- DATA FOR THIS EXERCISE -
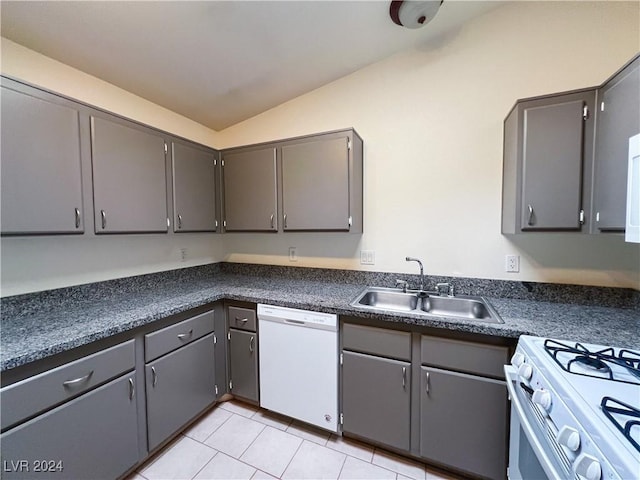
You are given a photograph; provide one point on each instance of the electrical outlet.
(367, 257)
(512, 263)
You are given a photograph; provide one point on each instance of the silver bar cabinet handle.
(76, 381)
(184, 336)
(132, 389)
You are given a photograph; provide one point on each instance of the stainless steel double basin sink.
(427, 303)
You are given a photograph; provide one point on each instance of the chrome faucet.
(411, 259)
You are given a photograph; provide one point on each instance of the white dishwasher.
(299, 364)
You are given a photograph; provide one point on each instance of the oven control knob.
(587, 467)
(517, 359)
(525, 371)
(569, 437)
(542, 398)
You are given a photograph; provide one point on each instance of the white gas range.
(575, 411)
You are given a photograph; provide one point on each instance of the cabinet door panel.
(552, 166)
(179, 386)
(464, 421)
(243, 358)
(94, 436)
(250, 192)
(41, 173)
(619, 121)
(129, 179)
(315, 185)
(194, 192)
(376, 399)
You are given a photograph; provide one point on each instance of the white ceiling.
(216, 62)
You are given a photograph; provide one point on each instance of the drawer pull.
(77, 381)
(184, 336)
(132, 389)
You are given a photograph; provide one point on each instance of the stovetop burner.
(604, 363)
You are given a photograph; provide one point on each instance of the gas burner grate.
(611, 406)
(599, 361)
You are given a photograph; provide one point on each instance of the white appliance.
(632, 230)
(575, 411)
(299, 364)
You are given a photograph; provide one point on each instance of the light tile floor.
(236, 440)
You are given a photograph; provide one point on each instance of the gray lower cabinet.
(463, 421)
(194, 189)
(243, 364)
(92, 436)
(376, 396)
(41, 171)
(548, 157)
(250, 190)
(618, 118)
(179, 385)
(129, 178)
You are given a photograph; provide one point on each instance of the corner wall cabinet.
(617, 119)
(41, 170)
(548, 158)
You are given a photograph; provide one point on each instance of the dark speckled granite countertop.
(36, 326)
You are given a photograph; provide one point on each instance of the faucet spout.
(412, 259)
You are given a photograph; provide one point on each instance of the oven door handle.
(547, 463)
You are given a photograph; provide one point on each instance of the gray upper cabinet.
(315, 185)
(250, 190)
(41, 171)
(194, 189)
(129, 179)
(548, 156)
(618, 118)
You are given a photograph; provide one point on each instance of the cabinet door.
(552, 166)
(376, 399)
(315, 185)
(463, 421)
(194, 189)
(250, 191)
(93, 436)
(243, 357)
(179, 386)
(618, 120)
(129, 179)
(41, 174)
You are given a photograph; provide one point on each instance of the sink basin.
(426, 303)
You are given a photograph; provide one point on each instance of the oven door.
(531, 455)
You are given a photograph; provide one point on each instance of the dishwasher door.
(299, 364)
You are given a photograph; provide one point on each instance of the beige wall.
(37, 263)
(431, 120)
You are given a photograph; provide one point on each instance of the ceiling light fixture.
(414, 13)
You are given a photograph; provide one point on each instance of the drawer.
(168, 339)
(40, 392)
(464, 356)
(377, 341)
(242, 318)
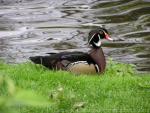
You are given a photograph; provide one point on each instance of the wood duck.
(79, 62)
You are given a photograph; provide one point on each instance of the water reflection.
(34, 27)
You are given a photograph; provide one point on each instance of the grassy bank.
(118, 90)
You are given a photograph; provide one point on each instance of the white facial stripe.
(99, 37)
(98, 43)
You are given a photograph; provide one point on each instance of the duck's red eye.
(101, 32)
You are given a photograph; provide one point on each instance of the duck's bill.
(108, 37)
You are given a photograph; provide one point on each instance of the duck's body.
(78, 62)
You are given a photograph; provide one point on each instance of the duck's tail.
(43, 60)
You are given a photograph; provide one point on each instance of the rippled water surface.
(35, 27)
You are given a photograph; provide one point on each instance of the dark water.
(35, 27)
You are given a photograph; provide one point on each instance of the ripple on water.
(37, 27)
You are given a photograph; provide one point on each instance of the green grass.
(119, 90)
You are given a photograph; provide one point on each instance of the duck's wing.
(61, 60)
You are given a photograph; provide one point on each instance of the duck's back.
(77, 62)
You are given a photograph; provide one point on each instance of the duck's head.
(96, 35)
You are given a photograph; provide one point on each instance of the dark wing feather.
(51, 61)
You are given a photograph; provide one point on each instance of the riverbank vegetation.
(29, 88)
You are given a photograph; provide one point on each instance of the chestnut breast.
(82, 67)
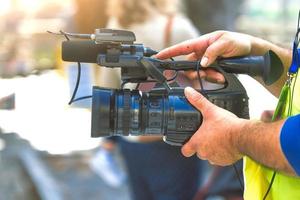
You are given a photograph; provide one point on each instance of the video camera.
(164, 110)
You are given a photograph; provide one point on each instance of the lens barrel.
(125, 112)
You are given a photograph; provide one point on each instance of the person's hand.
(215, 139)
(208, 48)
(266, 115)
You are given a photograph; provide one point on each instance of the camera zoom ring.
(126, 112)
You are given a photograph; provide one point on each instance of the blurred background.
(45, 144)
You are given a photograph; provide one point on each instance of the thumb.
(197, 100)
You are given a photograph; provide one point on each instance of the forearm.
(261, 142)
(260, 47)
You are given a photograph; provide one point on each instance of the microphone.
(81, 51)
(268, 66)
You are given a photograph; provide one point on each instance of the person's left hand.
(216, 139)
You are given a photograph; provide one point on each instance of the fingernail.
(190, 93)
(204, 62)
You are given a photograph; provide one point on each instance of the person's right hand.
(208, 48)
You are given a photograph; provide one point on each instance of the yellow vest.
(258, 177)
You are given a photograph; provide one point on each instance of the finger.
(218, 48)
(192, 75)
(192, 56)
(198, 100)
(197, 45)
(188, 150)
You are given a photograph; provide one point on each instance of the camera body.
(164, 110)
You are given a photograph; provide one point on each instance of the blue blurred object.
(8, 102)
(85, 85)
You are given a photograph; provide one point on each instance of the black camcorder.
(164, 110)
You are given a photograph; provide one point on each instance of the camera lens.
(125, 112)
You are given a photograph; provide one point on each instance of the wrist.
(237, 134)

- WRITTEN INSTRUCTION -
Quote verbatim the line containing "person's left hand." and every line after it through the end of the records above.

- THE RESULT -
You are given a photograph; provide one point on each instance of the person's left hand.
(216, 139)
You are given a photograph; provide one point on each instance of the fingernail.
(190, 93)
(204, 62)
You are given a photograph; provide one point on each instance of the person's right hand.
(208, 48)
You are given a photograph; provide one point on each instance of the yellow vest.
(258, 177)
You are given a photograph; provide one point on each instance of the finger.
(218, 48)
(192, 75)
(192, 56)
(198, 100)
(197, 45)
(188, 150)
You are given a photograph; provide one point on each instance of the camera body.
(164, 110)
You are given a photograph; provide one point on each instance of the blue blurred object.
(8, 102)
(85, 85)
You are given a photograph; provide one point on each instance of the black camcorder.
(164, 110)
You are given a photograph; provide one point on each instance of the camera lens.
(125, 112)
You are given a photograph; provide one point on each instance of the wrist.
(237, 134)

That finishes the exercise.